Reproduisez fidèlement chacune des lignes du matériel ci-dessous, de la première à la dernière, sans en modifier aucune.

----

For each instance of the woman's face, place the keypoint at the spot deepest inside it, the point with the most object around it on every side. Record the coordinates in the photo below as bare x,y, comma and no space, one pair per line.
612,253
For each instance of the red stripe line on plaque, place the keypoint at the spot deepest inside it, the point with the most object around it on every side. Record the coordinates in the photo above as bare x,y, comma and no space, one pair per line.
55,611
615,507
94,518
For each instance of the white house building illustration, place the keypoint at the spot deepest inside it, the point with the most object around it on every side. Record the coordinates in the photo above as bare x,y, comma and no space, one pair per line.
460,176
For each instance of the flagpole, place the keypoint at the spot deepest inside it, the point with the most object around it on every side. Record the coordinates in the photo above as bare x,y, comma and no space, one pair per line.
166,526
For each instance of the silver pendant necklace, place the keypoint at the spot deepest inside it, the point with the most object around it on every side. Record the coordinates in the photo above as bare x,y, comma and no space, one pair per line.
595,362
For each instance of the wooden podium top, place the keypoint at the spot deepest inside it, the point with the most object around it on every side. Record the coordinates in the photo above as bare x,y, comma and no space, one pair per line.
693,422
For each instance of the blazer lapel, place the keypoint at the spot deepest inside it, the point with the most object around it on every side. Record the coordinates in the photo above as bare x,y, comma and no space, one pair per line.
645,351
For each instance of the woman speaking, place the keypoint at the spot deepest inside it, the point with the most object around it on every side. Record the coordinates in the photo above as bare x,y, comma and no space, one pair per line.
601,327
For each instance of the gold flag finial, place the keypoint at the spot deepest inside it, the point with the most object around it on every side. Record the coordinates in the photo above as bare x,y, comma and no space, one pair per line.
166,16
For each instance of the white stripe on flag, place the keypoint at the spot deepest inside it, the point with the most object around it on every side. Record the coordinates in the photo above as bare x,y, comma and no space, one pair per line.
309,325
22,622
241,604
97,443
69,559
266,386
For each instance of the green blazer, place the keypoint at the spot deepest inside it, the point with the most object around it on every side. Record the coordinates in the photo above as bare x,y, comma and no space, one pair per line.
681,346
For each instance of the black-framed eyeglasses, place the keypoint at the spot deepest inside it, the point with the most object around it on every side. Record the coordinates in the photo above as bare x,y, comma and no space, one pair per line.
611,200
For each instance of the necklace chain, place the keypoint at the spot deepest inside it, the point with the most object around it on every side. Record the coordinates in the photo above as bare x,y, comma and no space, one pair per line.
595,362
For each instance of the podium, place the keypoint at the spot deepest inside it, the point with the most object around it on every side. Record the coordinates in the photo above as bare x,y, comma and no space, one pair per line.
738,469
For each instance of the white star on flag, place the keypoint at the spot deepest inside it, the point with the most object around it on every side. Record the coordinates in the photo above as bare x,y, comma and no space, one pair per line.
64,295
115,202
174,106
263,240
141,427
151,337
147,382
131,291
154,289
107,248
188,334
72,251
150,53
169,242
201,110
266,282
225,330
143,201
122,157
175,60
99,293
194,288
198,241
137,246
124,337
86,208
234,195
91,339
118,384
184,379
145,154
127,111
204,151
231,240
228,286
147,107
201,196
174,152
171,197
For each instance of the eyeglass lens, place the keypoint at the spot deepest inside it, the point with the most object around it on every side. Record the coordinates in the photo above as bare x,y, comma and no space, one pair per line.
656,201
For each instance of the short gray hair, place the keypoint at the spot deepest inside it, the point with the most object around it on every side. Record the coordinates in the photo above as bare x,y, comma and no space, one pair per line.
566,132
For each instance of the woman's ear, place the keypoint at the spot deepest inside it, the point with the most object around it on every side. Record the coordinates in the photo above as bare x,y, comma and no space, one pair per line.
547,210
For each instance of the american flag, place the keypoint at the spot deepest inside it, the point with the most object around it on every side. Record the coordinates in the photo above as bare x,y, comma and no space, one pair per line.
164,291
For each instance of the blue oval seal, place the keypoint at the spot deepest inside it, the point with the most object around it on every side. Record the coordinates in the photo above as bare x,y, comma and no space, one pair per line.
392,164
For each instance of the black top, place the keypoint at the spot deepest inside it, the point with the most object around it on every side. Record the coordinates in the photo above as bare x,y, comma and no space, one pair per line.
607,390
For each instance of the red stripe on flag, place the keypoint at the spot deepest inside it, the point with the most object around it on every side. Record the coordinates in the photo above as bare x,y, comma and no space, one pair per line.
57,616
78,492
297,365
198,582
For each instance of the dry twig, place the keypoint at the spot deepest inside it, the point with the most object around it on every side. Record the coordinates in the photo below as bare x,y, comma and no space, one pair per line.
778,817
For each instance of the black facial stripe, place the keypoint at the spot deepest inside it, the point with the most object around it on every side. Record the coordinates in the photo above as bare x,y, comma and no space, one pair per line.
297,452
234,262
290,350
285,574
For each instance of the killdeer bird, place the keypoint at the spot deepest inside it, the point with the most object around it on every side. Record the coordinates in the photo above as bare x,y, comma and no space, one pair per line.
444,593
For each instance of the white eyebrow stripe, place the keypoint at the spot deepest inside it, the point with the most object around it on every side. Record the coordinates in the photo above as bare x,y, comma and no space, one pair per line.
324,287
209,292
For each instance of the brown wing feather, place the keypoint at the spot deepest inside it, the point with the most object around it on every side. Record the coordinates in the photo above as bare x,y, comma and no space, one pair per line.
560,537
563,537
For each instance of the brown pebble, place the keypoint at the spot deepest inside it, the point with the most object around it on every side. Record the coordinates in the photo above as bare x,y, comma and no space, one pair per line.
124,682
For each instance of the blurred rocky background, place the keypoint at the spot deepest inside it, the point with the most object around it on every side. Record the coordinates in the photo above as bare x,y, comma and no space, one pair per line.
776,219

----

→ Tâche accomplie:
For each instance of the woman's face, place the keypoint at the spot deepest inside it, the point with the most object around it on every side. Record the coordinates in the photo below as bare x,y, comma and no space, one pair per line.
612,253
For each instance of the red stripe line on plaque, place the keypoint at the spot deepest inside it, the point with the most object around it on every side. Record the coordinates in the photo above as bare x,y, comma and no space, one pair per line.
55,611
615,507
94,518
For each instance of the white house building illustration, place the keypoint at the spot deepest inside it, the point with the most object around it on every side. Record the coordinates in the photo above as bare x,y, comma and no space, one pair per line.
460,176
For each instance of the flagpole, place the keypoint at the spot deepest inside it, the point with the most object around it on every side. Record the coordinates in the photo above as bare x,y, comma and no space, one pair per line.
166,526
For each instance of the silver pendant necklace, place the keypoint at the spot deepest inside it, the point with the most object around it on every side. Record the coordinates in the photo above as bare x,y, comma and no space, one pair per line.
595,362
For each instance of the wooden podium top, place the keypoint at the spot deepest inside it, the point with the most object around it on every side. Record the coordinates in the photo above as bare x,y, comma and no space, one pair per line.
693,422
For each instance of the blazer lapel, place the keypoint at the spot deepest inside it, the point with the most object around it on every side. Record the coordinates in the photo above as bare x,y, comma and no space, one pair per line.
645,351
For each instance of the woman speaking, place the keypoint at the spot deepest inside it, the point with the most object around it on every side. Record the coordinates in the photo above as bare x,y, comma and no space, one pair per line.
601,327
For each instance of the gold flag finial, place the keypoint at the spot deepest inside it, the point with the most object around it on every side. Record the coordinates in the photo above as bare x,y, comma and no space, one pair per line.
166,16
For each instance of the white stripe on flag, place the keypoint at the spot deepest inside it, the point with the most object around it on every side. Record the coordinates in the photo above as bare x,y, comma and no space, one pair per line.
309,325
22,622
241,604
97,443
69,559
266,386
For each instance of the green blazer, place the keypoint at the spot deepest inside it, the point with the most object around it on every side. Record the coordinates in the photo above as bare x,y, comma and no space, one pair per line.
681,346
For each instance of the black-framed eyeglasses, place the keypoint at the spot deepest inside it, the point with the most object around it on every side. Record the coordinates in the photo above as bare x,y, comma and no space, one pair per line.
611,200
For each instance of the necklace chain, place the keypoint at the spot deepest inside it, the point with the most object around it on every side. Record the coordinates in the photo above as bare x,y, comma and no space, one pair per line.
595,362
For each instance of the podium, place the keypoint at the spot deepest inside it, the point with the most object around it on every side. Record the coordinates in the photo above as bare x,y, comma and no space, one pair per line.
738,469
For each instance of the white star on flag, place the keypoint at the spot deepest inside it, the point with the most object around it on every side. Record the coordinates in the photo above as bare x,y, comma and no space, one pair per line.
64,295
115,202
174,106
263,240
141,427
151,337
147,382
131,291
154,289
107,248
188,334
72,251
150,53
169,242
201,110
266,282
225,330
143,201
122,157
175,60
99,293
194,288
198,241
137,246
124,337
86,208
234,195
91,339
118,384
184,379
145,154
127,111
204,151
231,240
228,286
147,107
201,196
174,152
171,197
For each instance of the eyeglass lens, place the keypoint at the spot deepest inside it, the point with the most object around it on every side. Record the coordinates in the photo above as bare x,y, comma and no space, one pair per line.
656,201
For each instance of the short gray hair, place the keypoint at the spot deepest inside it, the point with the most object around it on every side. Record the coordinates in the photo above as bare x,y, comma and no space, one pair per line.
566,132
For each instance of the woman's ear, place the keypoint at the spot deepest inside it, the point with the most object around it on every side. Record the coordinates in the photo above as bare x,y, comma and no space, one pair per line.
547,210
For each instance of the american flag, place the keypoint at the spot deepest inside it, the point with the most object around it on every side. Record the coordinates in the photo above as bare x,y, comma and no space, one pair per line.
164,291
For each instance of the blue oval seal, place the keypoint at the spot deepest inside it, the point with the most object around it on every side. Record the coordinates in the photo above as bare x,y, comma and no space, one pair per line.
392,164
For each instance of the black top, place the keypoint at the spot deepest inside it, the point with the most object around it on every side. Record the coordinates in the photo above as bare x,y, comma and no space, one pair per line.
607,390
For each instance of the red stripe on flag, place the keypoint at the spot deepest inside it, the point with the most object around it on every side. Record the coordinates in the photo above as bare x,y, comma and no space, one pair per line.
57,616
78,492
297,365
198,582
For each instance of the dry twig, place the keypoint at the spot deepest inside it, the point with the most object around it on every side. Record the coordinates in the photo below as bare x,y, comma and no space, one pair per line.
778,817
For each instance of the black facial stripe, place the keypoint at the spot deepest inside it, the point with the most object around it on every side. Record the coordinates in the photo above as bare x,y, comma and no space, one pair per line.
297,452
234,262
290,350
285,574
For each instance of the killdeer bird, place the keypoint at the spot deepest inside it, the point with the most object around it on every side. Record the coordinates in the photo above as bare x,y, comma and no space, one pair per line.
444,593
For each instance of the white eyebrow stripe, place the keypoint at the spot deepest inside it, the point with the most object around it on every side. Record the coordinates in the photo above as bare x,y, comma and no space, one pair per line.
324,287
209,292
For each instance of the brown wing feather, place the keypoint at the spot deepest inside it, the point with the most object around it on every side. Record the coordinates in the photo above as bare x,y, comma and no space, one pair per line.
560,537
563,537
For each instance of the brown pebble, place the keypoint at the spot deepest inside it, the point with the most object around it on every side. Record the coordinates in the photo above as bare x,y, comma and no space, one pair per line.
124,682
For each instance of the blurred rocky background, place the keypoint at the spot deepest inside it, the point with the most object around it on every side. Record the coordinates in the photo above as bare x,y, comma and no space, one pair per line.
776,219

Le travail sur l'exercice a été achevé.